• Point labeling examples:
---*---
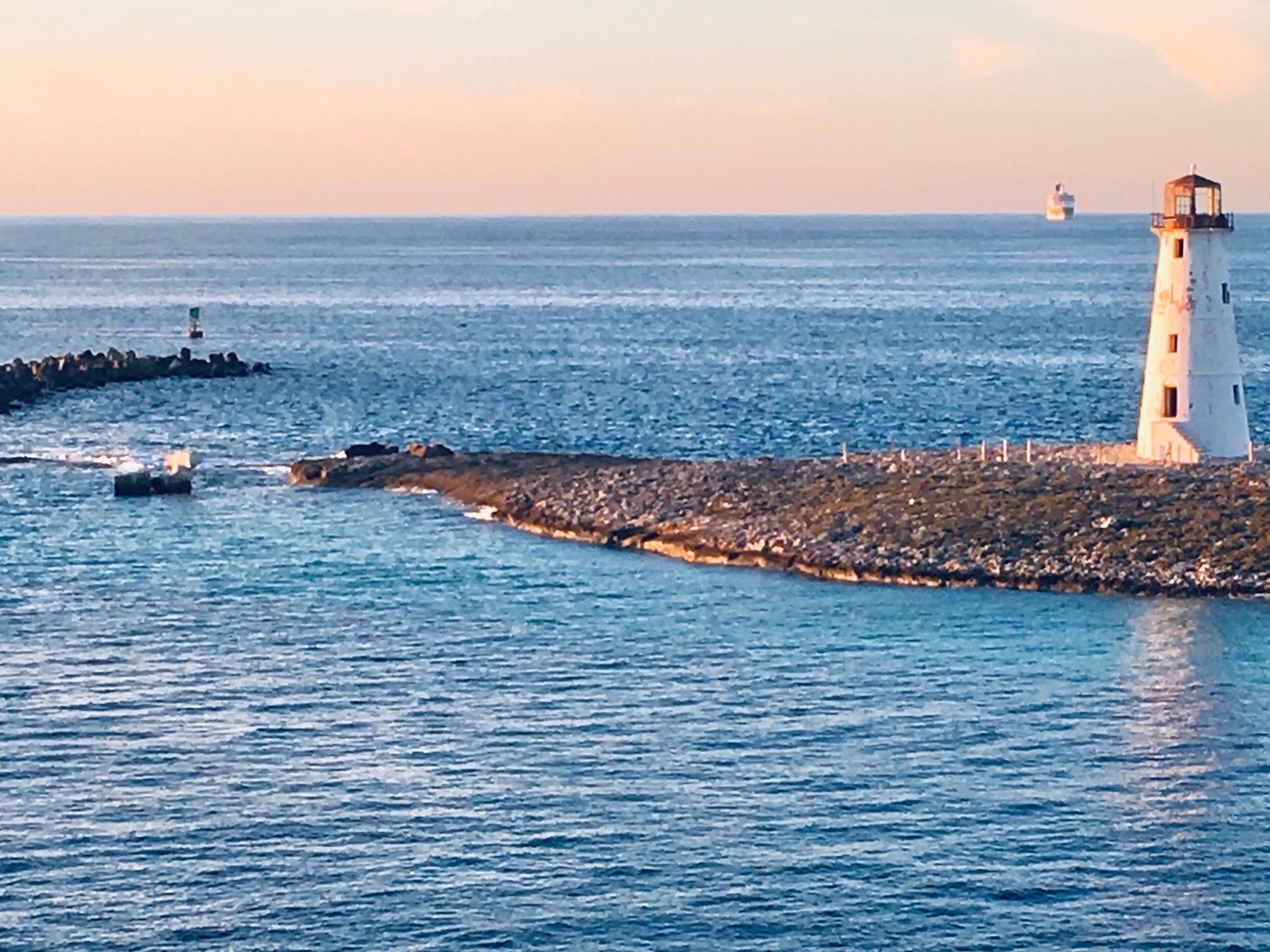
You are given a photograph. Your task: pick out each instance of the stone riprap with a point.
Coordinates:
(26, 381)
(1058, 524)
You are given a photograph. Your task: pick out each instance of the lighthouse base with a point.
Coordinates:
(1169, 442)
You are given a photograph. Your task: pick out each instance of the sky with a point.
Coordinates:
(627, 107)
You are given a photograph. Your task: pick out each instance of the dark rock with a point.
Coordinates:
(134, 484)
(172, 485)
(430, 451)
(373, 448)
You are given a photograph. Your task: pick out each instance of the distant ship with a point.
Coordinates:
(1061, 206)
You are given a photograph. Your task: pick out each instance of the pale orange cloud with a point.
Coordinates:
(979, 59)
(1223, 46)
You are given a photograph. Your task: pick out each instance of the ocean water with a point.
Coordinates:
(270, 719)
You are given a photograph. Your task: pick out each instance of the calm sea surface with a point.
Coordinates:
(268, 719)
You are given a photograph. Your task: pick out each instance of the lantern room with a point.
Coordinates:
(1193, 202)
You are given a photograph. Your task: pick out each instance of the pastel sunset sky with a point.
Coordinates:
(492, 107)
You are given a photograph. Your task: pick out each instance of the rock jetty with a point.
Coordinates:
(1058, 522)
(26, 381)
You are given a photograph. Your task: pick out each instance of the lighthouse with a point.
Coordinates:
(1193, 403)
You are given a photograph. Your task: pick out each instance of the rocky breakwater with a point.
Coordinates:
(920, 520)
(26, 381)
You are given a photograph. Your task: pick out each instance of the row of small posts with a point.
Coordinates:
(1002, 454)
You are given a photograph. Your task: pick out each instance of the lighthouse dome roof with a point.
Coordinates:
(1194, 180)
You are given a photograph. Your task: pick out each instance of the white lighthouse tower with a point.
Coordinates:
(1193, 402)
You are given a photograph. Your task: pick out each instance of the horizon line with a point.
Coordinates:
(7, 217)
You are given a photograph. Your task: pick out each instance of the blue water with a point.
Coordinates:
(268, 719)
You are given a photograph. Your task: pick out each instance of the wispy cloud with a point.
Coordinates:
(979, 59)
(1223, 46)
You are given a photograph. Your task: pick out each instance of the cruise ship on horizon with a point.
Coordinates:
(1061, 206)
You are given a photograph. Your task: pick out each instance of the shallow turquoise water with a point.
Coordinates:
(277, 719)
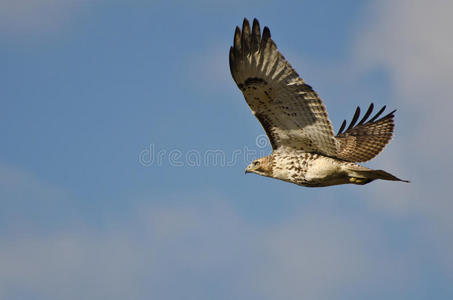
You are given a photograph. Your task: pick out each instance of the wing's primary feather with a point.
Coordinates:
(290, 111)
(368, 138)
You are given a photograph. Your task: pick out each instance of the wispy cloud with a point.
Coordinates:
(412, 41)
(24, 17)
(200, 244)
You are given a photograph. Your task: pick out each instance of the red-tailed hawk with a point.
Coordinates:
(305, 150)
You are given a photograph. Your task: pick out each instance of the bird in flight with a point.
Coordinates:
(305, 150)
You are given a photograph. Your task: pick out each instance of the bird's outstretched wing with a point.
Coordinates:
(290, 111)
(365, 140)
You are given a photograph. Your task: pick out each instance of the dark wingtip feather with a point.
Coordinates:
(377, 115)
(367, 114)
(245, 37)
(343, 125)
(231, 59)
(256, 35)
(354, 118)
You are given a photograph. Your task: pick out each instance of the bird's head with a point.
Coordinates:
(261, 166)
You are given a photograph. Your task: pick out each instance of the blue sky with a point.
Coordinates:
(88, 87)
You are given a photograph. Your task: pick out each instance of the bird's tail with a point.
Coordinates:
(365, 175)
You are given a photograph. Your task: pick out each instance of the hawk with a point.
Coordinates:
(305, 150)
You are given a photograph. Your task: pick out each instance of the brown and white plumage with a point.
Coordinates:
(305, 149)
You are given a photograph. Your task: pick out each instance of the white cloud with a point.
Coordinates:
(37, 16)
(190, 246)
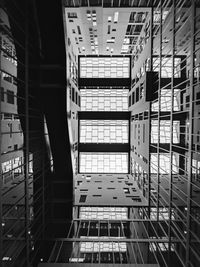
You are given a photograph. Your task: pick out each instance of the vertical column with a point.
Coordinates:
(26, 159)
(1, 187)
(191, 115)
(159, 108)
(171, 134)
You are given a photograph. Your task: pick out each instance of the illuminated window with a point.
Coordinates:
(103, 162)
(166, 101)
(104, 99)
(165, 131)
(163, 214)
(157, 16)
(103, 131)
(108, 67)
(166, 67)
(161, 247)
(103, 246)
(164, 162)
(103, 213)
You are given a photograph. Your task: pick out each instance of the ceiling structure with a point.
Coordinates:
(105, 31)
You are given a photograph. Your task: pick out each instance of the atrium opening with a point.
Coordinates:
(100, 133)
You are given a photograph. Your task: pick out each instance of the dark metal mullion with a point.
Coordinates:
(171, 135)
(191, 113)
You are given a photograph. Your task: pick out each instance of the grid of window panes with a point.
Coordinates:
(103, 131)
(104, 67)
(103, 213)
(164, 163)
(163, 214)
(103, 162)
(104, 99)
(103, 246)
(165, 131)
(165, 101)
(166, 71)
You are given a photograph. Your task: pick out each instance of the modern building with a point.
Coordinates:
(100, 133)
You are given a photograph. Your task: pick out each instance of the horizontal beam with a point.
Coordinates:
(92, 147)
(104, 82)
(104, 115)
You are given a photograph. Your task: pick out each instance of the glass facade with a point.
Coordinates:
(104, 99)
(104, 67)
(103, 131)
(103, 162)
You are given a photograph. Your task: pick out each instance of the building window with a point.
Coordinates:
(164, 163)
(72, 15)
(108, 67)
(103, 131)
(2, 93)
(166, 67)
(104, 99)
(165, 131)
(103, 162)
(10, 97)
(103, 246)
(166, 101)
(7, 77)
(103, 213)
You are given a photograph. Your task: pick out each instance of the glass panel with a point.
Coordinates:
(103, 162)
(103, 131)
(165, 131)
(104, 100)
(110, 67)
(103, 213)
(166, 71)
(165, 100)
(164, 162)
(102, 246)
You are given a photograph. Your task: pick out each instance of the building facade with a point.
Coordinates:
(100, 133)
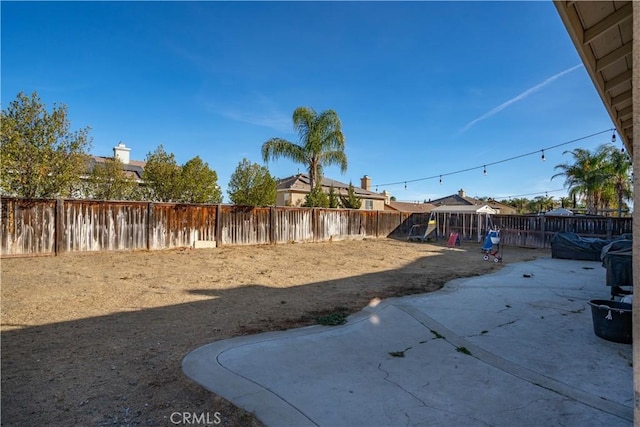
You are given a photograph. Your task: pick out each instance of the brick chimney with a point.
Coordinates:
(365, 183)
(121, 152)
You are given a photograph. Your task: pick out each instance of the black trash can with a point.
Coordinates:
(612, 320)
---*---
• What you have to do: Pictures aside, set down the lines from the one containing "panel with a point." through the end of the records above, exactly and only those.

• Written response:
You are given a photograph. Your task: pick out each instance of the glass panel with a point.
Coordinates:
(103, 162)
(103, 131)
(165, 131)
(104, 100)
(110, 67)
(103, 213)
(166, 71)
(165, 100)
(164, 162)
(102, 246)
You are given a photograph. Your task: pick out each instance of the building facade with a point.
Coordinates:
(100, 133)
You are given a photograph. Your task: pick out each instance of the brick chimney with a point.
Coordinates:
(365, 183)
(121, 152)
You are given a photograph. Your task: pick out each instance of the black trash can with a point.
Coordinates:
(612, 320)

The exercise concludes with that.